* **SUPPLIED PASSAGE**
=== Section Start ===

Putellas was a goalscorer during the team’s outstanding performance during the UEFA Champions League final, a 4-0 win over English champions Chelsea, which was masterminded by Cortés. He admitted, “it was a very special day. We went to Gothenburg with a lot of confidence thinking we could win the match, that we were ready to win the final. We came through four hard matches against Manchester City and Paris Saint-Germain where our match-plan worked 100% so we had a lot of confidence in our tactics. I was speaking with the players that if we could be ourselves, if we could play in the Barça style, we would win the match.”
Barcelona’s success came almost exactly two years after they suffered a humbling 4-1 defeat to Olympique Lyonnais on the same stage in the 2019 final. Cortés accepts that the team learned a valuable lesson in the manner in which they approached the game. “It was the first time for the club and most of the players to play in a Champions League final. In this moment, we went to Budapest to live the experience. What we learned from there is you can’t go to a Champions League final to live the experience, you have to go to win the match. This change of mentality I think was crucial in the difference between Budapest and Gothenburg.”

=== Section End ===

* **Dataset excerpts**
=== Section Start ===

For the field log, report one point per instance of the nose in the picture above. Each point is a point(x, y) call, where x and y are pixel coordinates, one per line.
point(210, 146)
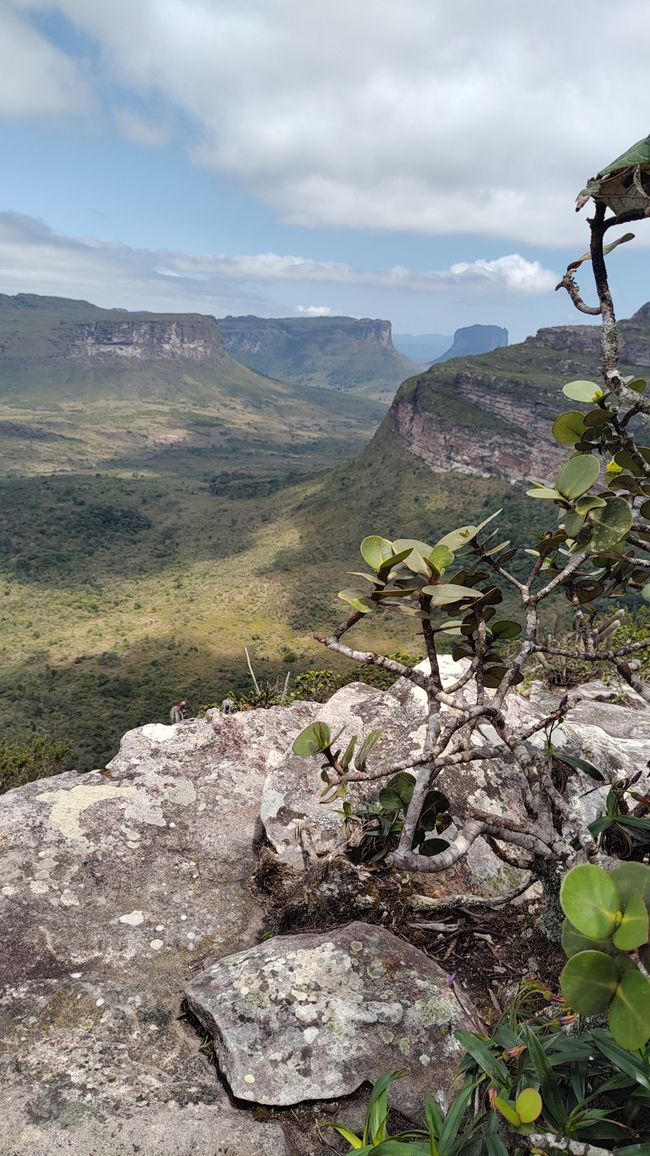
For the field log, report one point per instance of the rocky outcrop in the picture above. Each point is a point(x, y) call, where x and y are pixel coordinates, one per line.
point(584, 340)
point(496, 434)
point(337, 352)
point(312, 1016)
point(189, 338)
point(473, 340)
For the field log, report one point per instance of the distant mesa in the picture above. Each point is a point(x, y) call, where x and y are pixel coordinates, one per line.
point(473, 340)
point(344, 353)
point(422, 347)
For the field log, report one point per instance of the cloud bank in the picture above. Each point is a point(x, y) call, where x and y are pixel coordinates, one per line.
point(32, 257)
point(425, 116)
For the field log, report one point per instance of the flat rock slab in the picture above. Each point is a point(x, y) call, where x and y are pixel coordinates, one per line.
point(292, 792)
point(115, 888)
point(311, 1016)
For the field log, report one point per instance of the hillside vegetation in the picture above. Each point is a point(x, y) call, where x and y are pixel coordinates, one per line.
point(147, 540)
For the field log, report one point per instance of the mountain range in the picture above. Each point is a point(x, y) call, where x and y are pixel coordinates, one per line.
point(159, 513)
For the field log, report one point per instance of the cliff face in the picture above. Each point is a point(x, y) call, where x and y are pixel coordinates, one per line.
point(475, 339)
point(584, 340)
point(332, 352)
point(187, 339)
point(35, 327)
point(490, 416)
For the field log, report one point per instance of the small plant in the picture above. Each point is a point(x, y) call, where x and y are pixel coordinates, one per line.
point(606, 939)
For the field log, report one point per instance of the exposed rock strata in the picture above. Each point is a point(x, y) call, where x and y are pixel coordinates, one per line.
point(116, 888)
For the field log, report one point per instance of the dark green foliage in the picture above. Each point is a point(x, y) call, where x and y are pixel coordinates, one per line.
point(533, 1074)
point(607, 931)
point(22, 762)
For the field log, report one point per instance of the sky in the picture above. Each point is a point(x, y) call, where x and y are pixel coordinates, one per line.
point(415, 161)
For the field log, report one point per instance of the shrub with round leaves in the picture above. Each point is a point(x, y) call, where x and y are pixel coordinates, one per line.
point(607, 939)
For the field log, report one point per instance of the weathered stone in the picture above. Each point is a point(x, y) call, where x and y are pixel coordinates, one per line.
point(599, 728)
point(116, 888)
point(292, 792)
point(311, 1016)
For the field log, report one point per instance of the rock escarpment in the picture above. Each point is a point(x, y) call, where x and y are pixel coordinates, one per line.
point(125, 887)
point(334, 352)
point(475, 339)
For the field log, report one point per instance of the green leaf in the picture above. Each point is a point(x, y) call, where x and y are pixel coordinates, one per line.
point(508, 1111)
point(611, 524)
point(583, 391)
point(441, 557)
point(589, 982)
point(357, 599)
point(574, 942)
point(633, 930)
point(577, 475)
point(544, 491)
point(633, 877)
point(348, 1136)
point(445, 593)
point(312, 740)
point(580, 764)
point(375, 550)
point(529, 1105)
point(453, 1119)
point(568, 428)
point(590, 899)
point(629, 1014)
point(458, 538)
point(506, 629)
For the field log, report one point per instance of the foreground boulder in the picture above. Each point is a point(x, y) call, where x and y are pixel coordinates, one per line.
point(602, 728)
point(116, 887)
point(312, 1016)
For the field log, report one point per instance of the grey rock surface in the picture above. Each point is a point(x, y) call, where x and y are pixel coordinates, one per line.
point(293, 788)
point(115, 889)
point(600, 728)
point(311, 1016)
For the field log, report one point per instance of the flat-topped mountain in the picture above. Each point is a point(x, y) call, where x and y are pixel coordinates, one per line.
point(52, 327)
point(344, 353)
point(472, 340)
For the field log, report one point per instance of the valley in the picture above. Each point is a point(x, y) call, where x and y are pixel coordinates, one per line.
point(160, 513)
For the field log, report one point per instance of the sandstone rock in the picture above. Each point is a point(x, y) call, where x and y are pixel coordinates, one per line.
point(599, 730)
point(292, 792)
point(116, 888)
point(311, 1016)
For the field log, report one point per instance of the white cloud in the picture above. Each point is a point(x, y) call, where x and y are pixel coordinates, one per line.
point(36, 79)
point(32, 257)
point(423, 116)
point(314, 310)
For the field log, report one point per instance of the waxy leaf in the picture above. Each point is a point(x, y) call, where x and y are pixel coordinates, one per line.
point(629, 1014)
point(445, 593)
point(633, 930)
point(589, 982)
point(577, 475)
point(529, 1105)
point(375, 550)
point(569, 428)
point(590, 898)
point(583, 391)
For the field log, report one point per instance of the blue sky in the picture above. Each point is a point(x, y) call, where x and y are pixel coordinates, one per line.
point(415, 161)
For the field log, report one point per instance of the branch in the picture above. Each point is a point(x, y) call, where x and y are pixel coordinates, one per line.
point(547, 1140)
point(410, 860)
point(371, 659)
point(468, 902)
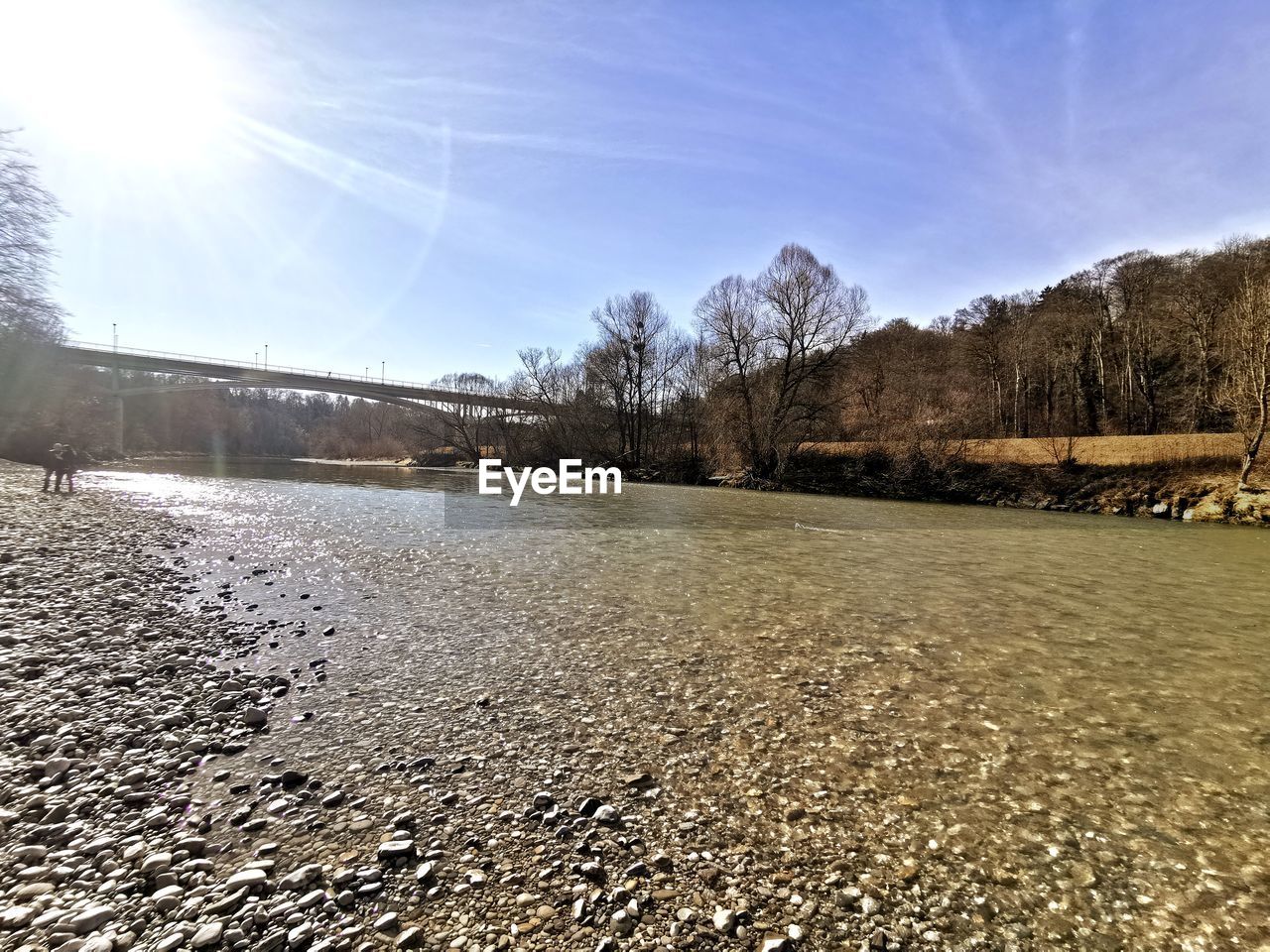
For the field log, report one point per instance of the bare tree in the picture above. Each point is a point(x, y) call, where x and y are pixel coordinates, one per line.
point(1247, 386)
point(776, 341)
point(631, 331)
point(27, 213)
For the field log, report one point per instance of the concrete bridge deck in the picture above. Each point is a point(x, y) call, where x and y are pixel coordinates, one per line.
point(226, 373)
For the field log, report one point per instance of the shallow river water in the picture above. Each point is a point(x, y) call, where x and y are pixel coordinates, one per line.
point(1056, 726)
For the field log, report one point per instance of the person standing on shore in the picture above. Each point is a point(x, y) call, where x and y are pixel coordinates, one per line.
point(54, 463)
point(62, 461)
point(70, 466)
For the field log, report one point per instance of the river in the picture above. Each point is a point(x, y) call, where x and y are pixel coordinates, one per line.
point(1051, 729)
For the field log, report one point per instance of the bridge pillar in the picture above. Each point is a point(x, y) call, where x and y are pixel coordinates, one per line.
point(118, 425)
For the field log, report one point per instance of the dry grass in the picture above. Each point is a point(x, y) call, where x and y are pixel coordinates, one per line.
point(1088, 451)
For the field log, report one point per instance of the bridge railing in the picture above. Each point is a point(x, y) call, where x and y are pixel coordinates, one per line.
point(248, 365)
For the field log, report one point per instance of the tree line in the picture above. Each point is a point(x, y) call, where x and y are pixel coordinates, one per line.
point(769, 368)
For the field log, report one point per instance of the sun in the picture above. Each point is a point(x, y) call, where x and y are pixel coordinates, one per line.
point(127, 81)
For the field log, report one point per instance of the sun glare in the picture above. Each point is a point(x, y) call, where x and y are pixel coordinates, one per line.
point(130, 81)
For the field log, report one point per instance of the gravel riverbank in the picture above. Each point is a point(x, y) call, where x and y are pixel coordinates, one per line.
point(137, 814)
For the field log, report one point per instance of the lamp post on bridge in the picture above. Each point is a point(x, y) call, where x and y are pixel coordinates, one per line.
point(114, 386)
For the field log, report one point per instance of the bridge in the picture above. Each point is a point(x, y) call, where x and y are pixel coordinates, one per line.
point(225, 375)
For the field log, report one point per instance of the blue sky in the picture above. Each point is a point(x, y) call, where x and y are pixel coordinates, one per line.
point(439, 184)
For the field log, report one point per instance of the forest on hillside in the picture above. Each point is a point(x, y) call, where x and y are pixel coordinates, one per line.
point(766, 368)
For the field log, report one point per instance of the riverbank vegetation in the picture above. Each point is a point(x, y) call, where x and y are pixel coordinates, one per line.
point(779, 379)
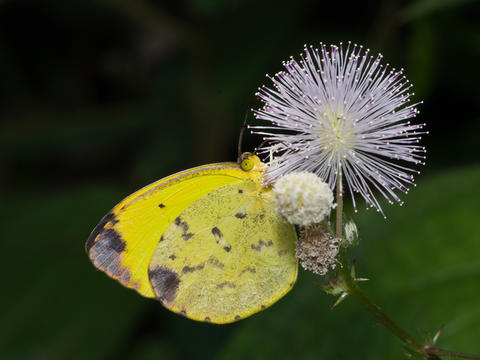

=== Section End ===

* **ASSIGNMENT A**
Do these statements agree with the Barcelona passage? Answer yes or no for each, quoting the words that decide it. (i) Barcelona beat Chelsea 4-0 in the final. (ii) The team went to Gothenburg for its first Champions League final. (iii) On the way to the final, the team played four matches against Manchester City and Paris Saint-Germain.
* **ASSIGNMENT B**
In the Barcelona passage, shorten the paragraph that begins "Barcelona's success came almost exactly two years" and keep its main facts.
* **ASSIGNMENT C**
Continue the Barcelona passage from where it ends.

* **EXERCISE RESPONSE A**
(i) Yes: "a 4-0 win over English champions Chelsea".
(ii) No: "It was the first time for the club and most of the players to play in a Champions League final. In this moment, we went to Budapest to live the experience."
(iii) Yes: "We came through four hard matches against Manchester City and Paris Saint-Germain".

* **EXERCISE RESPONSE B**
Almost exactly two years before this win, Barcelona lost 4-1 to Olympique Lyonnais in the 2019 final. Cortés says the team learned from how it approached that game. It was the first Champions League final for the club and most of the players, and they went to Budapest "to live the experience." He says the lesson was that you have to go to a final to win the match, and that this change of mentality made the difference between Budapest and Gothenburg.

* **EXERCISE RESPONSE C**
Barcelona not only won the treble, but they achieved it playing in a style befitting the club’s noble traditions of possession soccer handed down through generations of success in the men’s team. A born and bred Catalan, Cortés understood exactly what his job entailed. “As a coach you have to understand that when you sign for Barça, you have to play in a very specific way because they are a unique club in the world. When you play for Barça you have to play in an associative way, you have to build up from the back with short passes, or at least you have to try. It was good because I think this way too, this style of play is the best way for you to win matches.”
“Then my idea, in this case, is very similar to the Barça style, but it’s true we created some variance that was essential to improve the team. For example, years ago, Barça did not have players like (Asisat) Osholala, (Lieke) Martens and Caroline Graham (Hansen). They are so vertical, they can run a lot to the space, they can do quick counter-attacks. Barça did not have these kind of players. After we signed these kind of players, we had more options as a team. Not only to play in an associative way and get to the other box with short passes, we could do this, but we also could do two or three passes to score a goal because we had very quick players in forward positions.”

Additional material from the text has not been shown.